_PROBLEM DETAILS_.
Count the lines in the records below that contain the string "phone", treating uppercase and lowercase as different. Reply with the number alone.

[DATA IN THIS EXERCISE start]

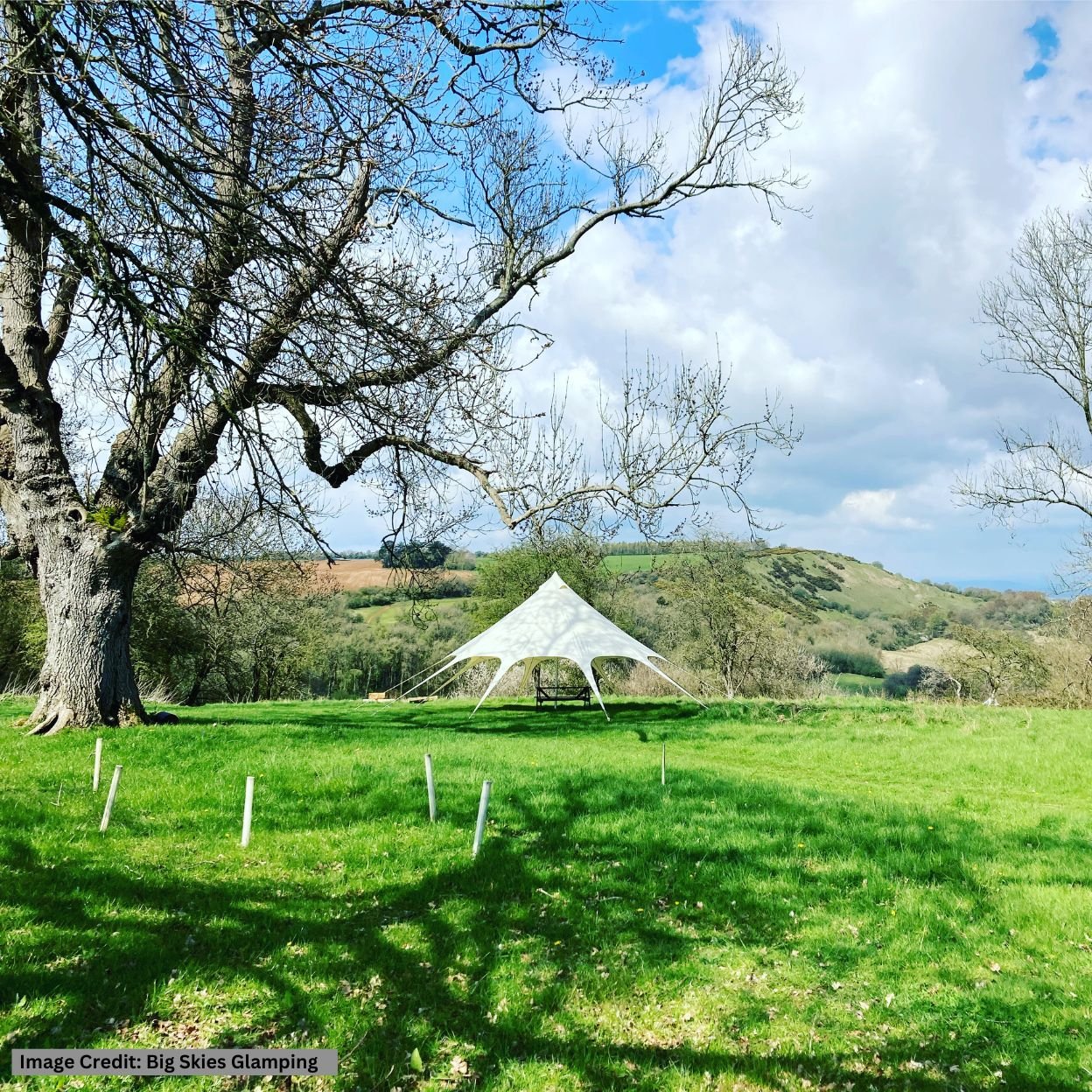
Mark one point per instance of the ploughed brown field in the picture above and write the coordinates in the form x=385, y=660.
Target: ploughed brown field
x=354, y=573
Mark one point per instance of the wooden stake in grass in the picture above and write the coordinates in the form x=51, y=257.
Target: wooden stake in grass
x=483, y=808
x=109, y=800
x=248, y=810
x=430, y=782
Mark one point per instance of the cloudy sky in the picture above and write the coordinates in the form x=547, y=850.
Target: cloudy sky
x=930, y=133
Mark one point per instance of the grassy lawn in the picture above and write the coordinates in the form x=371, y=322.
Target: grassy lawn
x=635, y=563
x=841, y=894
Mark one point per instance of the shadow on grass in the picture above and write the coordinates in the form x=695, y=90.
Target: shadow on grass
x=445, y=946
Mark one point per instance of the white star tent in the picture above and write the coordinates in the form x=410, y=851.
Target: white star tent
x=553, y=624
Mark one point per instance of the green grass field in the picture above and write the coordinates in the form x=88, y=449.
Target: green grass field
x=848, y=894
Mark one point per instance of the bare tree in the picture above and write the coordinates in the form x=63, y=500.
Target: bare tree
x=260, y=234
x=1040, y=313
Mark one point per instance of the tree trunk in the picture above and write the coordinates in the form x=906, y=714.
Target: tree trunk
x=87, y=589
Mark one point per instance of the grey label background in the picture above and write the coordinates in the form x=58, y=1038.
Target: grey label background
x=171, y=1062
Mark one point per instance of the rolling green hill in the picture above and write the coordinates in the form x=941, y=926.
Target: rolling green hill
x=840, y=602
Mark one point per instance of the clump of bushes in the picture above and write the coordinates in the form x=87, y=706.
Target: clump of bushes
x=900, y=683
x=842, y=662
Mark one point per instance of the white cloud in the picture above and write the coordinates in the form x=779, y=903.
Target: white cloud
x=876, y=508
x=928, y=150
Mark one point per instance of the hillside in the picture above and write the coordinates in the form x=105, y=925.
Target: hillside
x=840, y=602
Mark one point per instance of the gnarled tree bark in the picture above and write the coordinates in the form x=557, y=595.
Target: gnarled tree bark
x=87, y=585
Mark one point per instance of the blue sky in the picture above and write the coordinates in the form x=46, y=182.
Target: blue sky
x=930, y=133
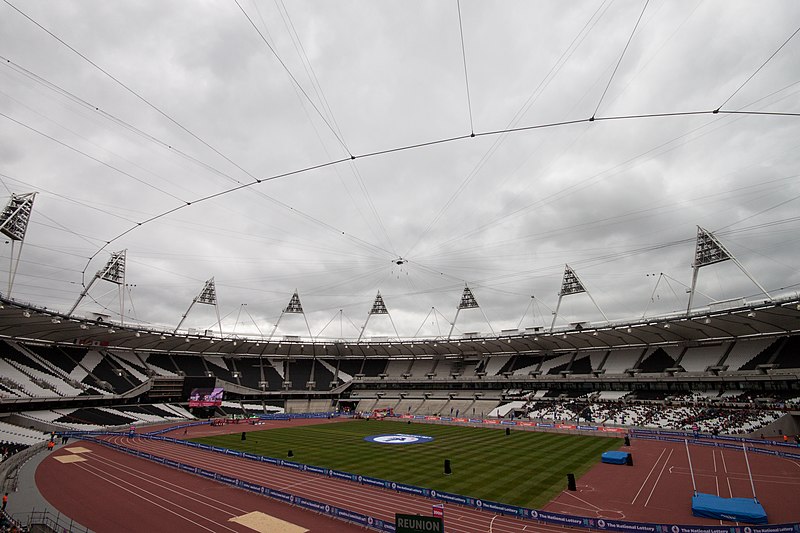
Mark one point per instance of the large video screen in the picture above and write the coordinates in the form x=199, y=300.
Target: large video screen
x=206, y=397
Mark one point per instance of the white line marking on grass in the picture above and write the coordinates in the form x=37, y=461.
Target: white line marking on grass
x=658, y=478
x=584, y=501
x=648, y=476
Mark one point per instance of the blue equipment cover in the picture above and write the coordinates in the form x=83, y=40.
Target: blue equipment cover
x=614, y=458
x=734, y=509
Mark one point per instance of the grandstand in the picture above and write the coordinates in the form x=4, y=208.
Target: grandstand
x=675, y=372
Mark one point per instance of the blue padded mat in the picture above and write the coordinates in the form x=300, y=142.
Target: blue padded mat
x=614, y=458
x=734, y=509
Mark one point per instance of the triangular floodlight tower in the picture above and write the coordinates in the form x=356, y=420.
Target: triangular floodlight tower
x=572, y=284
x=207, y=296
x=468, y=301
x=13, y=224
x=296, y=308
x=114, y=271
x=378, y=308
x=708, y=251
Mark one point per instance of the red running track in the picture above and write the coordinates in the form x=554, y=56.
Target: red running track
x=659, y=486
x=657, y=489
x=116, y=492
x=376, y=502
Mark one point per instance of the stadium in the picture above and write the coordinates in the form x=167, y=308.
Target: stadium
x=566, y=234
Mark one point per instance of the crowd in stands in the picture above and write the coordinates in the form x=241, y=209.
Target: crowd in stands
x=676, y=415
x=10, y=448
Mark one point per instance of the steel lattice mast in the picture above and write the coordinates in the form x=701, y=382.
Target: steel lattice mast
x=468, y=301
x=294, y=307
x=571, y=284
x=708, y=251
x=378, y=308
x=114, y=271
x=14, y=224
x=207, y=296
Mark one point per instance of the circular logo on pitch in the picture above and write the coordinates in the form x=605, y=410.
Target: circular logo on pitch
x=398, y=438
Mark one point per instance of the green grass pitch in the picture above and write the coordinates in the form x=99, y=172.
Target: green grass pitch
x=524, y=468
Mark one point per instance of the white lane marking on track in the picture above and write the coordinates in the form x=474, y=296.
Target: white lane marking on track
x=648, y=476
x=658, y=478
x=159, y=505
x=155, y=480
x=576, y=506
x=471, y=519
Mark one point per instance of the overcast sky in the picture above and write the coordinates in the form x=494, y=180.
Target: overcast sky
x=145, y=126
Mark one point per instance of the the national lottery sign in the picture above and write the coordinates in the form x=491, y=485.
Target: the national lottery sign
x=398, y=438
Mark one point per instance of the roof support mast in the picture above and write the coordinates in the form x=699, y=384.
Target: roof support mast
x=708, y=251
x=294, y=307
x=13, y=224
x=468, y=301
x=114, y=271
x=378, y=308
x=571, y=284
x=207, y=296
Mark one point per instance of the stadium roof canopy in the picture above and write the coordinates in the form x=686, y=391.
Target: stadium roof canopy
x=707, y=326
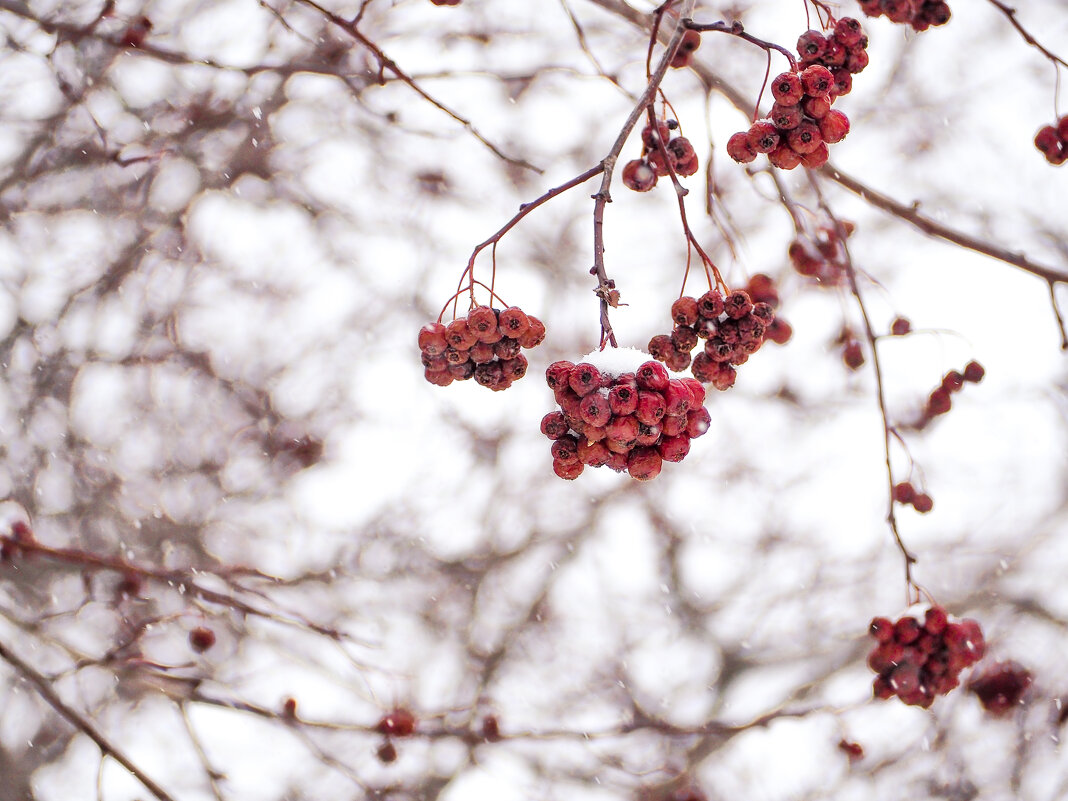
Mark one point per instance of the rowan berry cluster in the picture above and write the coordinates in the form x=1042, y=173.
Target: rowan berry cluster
x=1052, y=141
x=939, y=402
x=1002, y=687
x=485, y=345
x=629, y=421
x=822, y=255
x=802, y=123
x=641, y=174
x=733, y=327
x=917, y=660
x=920, y=14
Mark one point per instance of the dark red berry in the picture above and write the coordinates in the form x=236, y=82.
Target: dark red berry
x=974, y=372
x=763, y=136
x=398, y=723
x=787, y=90
x=201, y=639
x=639, y=175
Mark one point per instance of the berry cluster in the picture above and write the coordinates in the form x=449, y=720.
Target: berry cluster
x=484, y=345
x=821, y=256
x=1002, y=687
x=1052, y=141
x=802, y=123
x=641, y=174
x=939, y=402
x=907, y=495
x=734, y=328
x=629, y=421
x=917, y=660
x=920, y=14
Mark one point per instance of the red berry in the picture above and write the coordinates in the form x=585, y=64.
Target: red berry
x=974, y=372
x=899, y=327
x=639, y=175
x=923, y=503
x=817, y=158
x=513, y=322
x=644, y=464
x=432, y=339
x=812, y=44
x=904, y=492
x=652, y=376
x=816, y=107
x=398, y=723
x=786, y=89
x=848, y=31
x=763, y=136
x=684, y=158
x=584, y=378
x=785, y=118
x=805, y=138
x=817, y=80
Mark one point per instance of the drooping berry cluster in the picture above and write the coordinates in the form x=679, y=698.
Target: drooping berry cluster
x=641, y=174
x=821, y=255
x=1052, y=141
x=629, y=421
x=1002, y=687
x=939, y=402
x=734, y=328
x=802, y=123
x=485, y=345
x=917, y=660
x=920, y=14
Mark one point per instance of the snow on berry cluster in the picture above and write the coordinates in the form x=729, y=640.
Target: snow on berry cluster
x=631, y=421
x=734, y=328
x=485, y=345
x=641, y=174
x=920, y=14
x=1052, y=142
x=917, y=660
x=802, y=123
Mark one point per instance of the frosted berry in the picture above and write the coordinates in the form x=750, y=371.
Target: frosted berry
x=899, y=327
x=763, y=136
x=787, y=90
x=639, y=175
x=740, y=150
x=973, y=372
x=201, y=639
x=817, y=80
x=1002, y=687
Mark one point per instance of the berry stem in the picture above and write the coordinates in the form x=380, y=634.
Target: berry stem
x=911, y=587
x=602, y=197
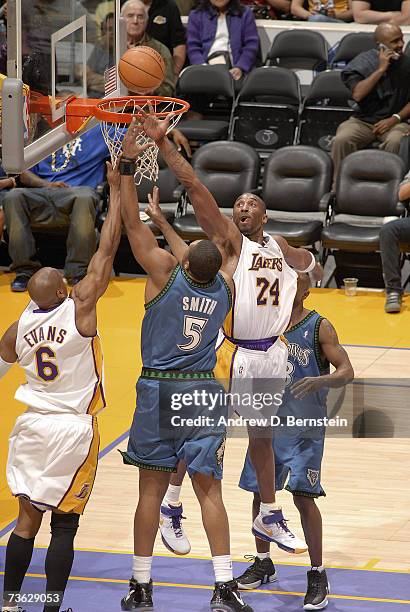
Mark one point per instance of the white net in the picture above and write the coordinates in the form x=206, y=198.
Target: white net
x=114, y=131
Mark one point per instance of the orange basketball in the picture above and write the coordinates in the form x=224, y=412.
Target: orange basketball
x=141, y=69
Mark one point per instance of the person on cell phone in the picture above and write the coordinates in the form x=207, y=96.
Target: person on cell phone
x=379, y=81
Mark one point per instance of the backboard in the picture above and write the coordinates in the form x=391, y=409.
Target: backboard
x=61, y=49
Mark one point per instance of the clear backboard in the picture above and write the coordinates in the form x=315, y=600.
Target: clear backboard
x=60, y=49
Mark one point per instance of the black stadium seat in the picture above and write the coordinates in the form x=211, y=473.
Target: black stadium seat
x=325, y=107
x=266, y=111
x=227, y=169
x=294, y=182
x=366, y=193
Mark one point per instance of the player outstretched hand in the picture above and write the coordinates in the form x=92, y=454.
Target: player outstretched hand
x=131, y=148
x=113, y=177
x=153, y=209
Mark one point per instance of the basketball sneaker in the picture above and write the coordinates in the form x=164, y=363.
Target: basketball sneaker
x=260, y=572
x=226, y=598
x=172, y=533
x=273, y=528
x=139, y=597
x=317, y=591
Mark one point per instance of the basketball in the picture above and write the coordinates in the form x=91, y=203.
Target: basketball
x=141, y=69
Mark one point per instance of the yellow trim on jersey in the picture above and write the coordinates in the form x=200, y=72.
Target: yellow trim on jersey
x=228, y=323
x=81, y=486
x=225, y=356
x=97, y=402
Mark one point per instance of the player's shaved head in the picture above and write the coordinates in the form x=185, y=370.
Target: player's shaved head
x=47, y=288
x=203, y=260
x=385, y=31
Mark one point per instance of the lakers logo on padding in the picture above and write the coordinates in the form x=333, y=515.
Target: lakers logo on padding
x=220, y=453
x=313, y=477
x=84, y=491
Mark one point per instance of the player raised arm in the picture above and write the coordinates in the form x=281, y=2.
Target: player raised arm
x=8, y=354
x=300, y=259
x=93, y=285
x=336, y=355
x=221, y=230
x=153, y=210
x=157, y=262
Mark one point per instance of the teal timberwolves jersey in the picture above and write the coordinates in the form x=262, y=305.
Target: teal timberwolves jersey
x=305, y=359
x=181, y=324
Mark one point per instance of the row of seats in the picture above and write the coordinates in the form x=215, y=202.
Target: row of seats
x=269, y=111
x=309, y=50
x=296, y=187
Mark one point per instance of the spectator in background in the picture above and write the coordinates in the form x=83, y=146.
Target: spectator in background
x=323, y=10
x=382, y=11
x=391, y=235
x=380, y=84
x=136, y=14
x=268, y=9
x=223, y=31
x=60, y=193
x=101, y=58
x=165, y=25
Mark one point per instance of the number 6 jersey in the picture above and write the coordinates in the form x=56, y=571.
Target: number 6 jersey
x=265, y=288
x=64, y=370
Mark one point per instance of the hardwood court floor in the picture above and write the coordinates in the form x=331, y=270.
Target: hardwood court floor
x=366, y=520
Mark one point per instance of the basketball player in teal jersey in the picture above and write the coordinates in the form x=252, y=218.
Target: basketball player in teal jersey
x=313, y=344
x=185, y=307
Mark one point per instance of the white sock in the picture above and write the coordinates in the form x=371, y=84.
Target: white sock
x=141, y=569
x=223, y=568
x=172, y=495
x=265, y=509
x=263, y=555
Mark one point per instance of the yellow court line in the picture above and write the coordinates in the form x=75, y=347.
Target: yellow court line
x=211, y=588
x=371, y=563
x=367, y=567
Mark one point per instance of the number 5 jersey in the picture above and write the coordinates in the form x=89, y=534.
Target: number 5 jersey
x=64, y=370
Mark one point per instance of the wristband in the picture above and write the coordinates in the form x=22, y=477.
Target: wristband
x=311, y=265
x=127, y=167
x=4, y=367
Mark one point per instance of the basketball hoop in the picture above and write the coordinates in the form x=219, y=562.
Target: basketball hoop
x=115, y=114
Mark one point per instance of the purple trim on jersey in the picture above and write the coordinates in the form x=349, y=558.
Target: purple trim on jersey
x=231, y=368
x=254, y=345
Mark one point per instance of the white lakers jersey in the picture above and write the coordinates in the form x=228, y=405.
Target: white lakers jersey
x=265, y=288
x=64, y=370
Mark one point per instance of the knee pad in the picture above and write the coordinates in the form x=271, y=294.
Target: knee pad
x=64, y=522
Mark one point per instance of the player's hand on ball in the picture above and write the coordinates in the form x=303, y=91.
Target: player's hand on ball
x=153, y=209
x=131, y=148
x=317, y=272
x=113, y=176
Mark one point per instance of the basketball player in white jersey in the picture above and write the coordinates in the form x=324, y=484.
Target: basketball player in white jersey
x=53, y=447
x=264, y=273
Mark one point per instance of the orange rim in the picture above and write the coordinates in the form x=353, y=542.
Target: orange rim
x=101, y=112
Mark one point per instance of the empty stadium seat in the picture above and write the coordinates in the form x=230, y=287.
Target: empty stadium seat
x=294, y=182
x=325, y=107
x=227, y=169
x=266, y=111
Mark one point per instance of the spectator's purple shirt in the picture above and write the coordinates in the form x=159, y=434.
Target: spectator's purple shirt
x=243, y=37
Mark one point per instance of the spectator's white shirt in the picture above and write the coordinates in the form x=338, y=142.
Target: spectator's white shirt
x=221, y=42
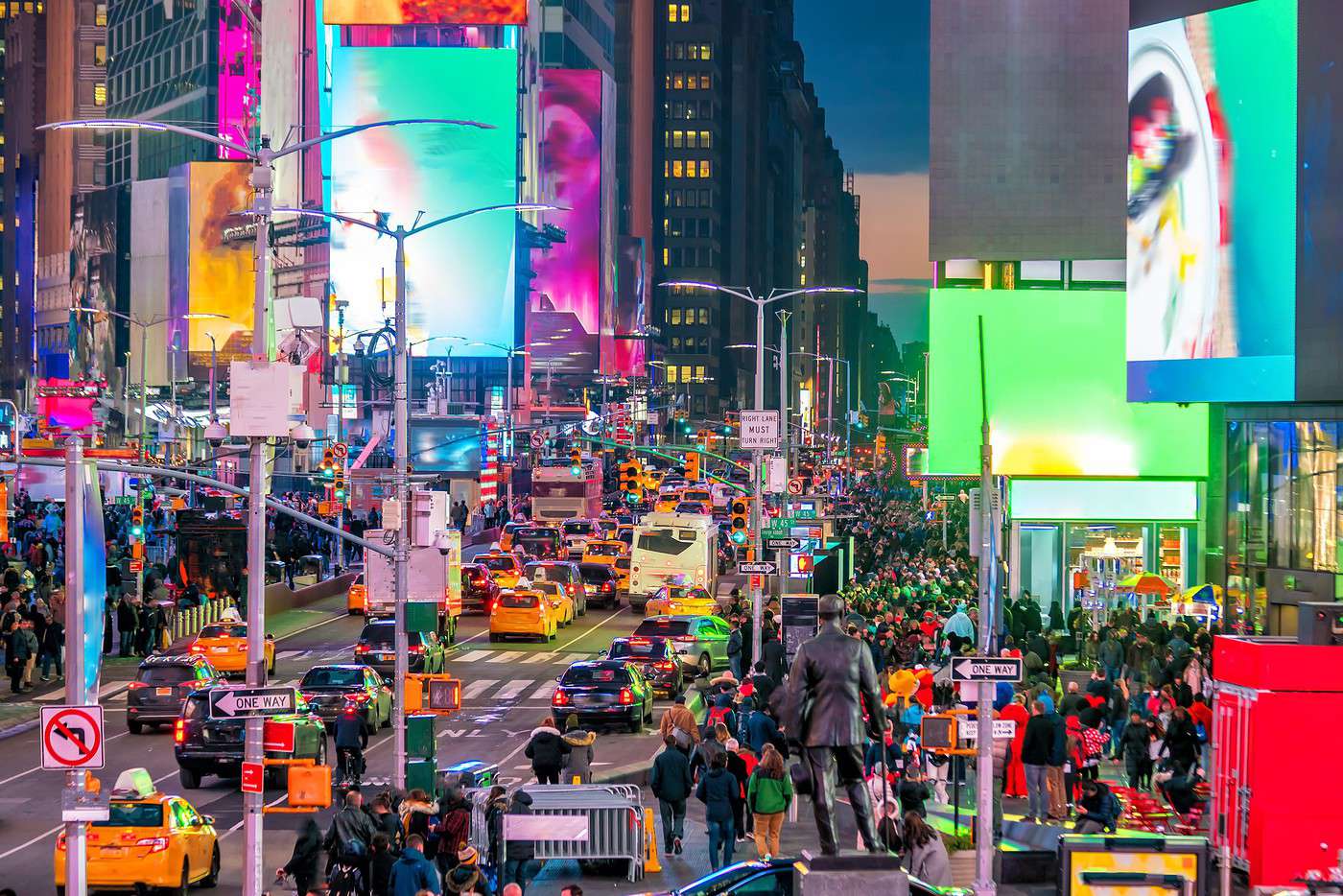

[DATA IN THIS EXERCISE end]

_PROBLEM SOLUTION_.
2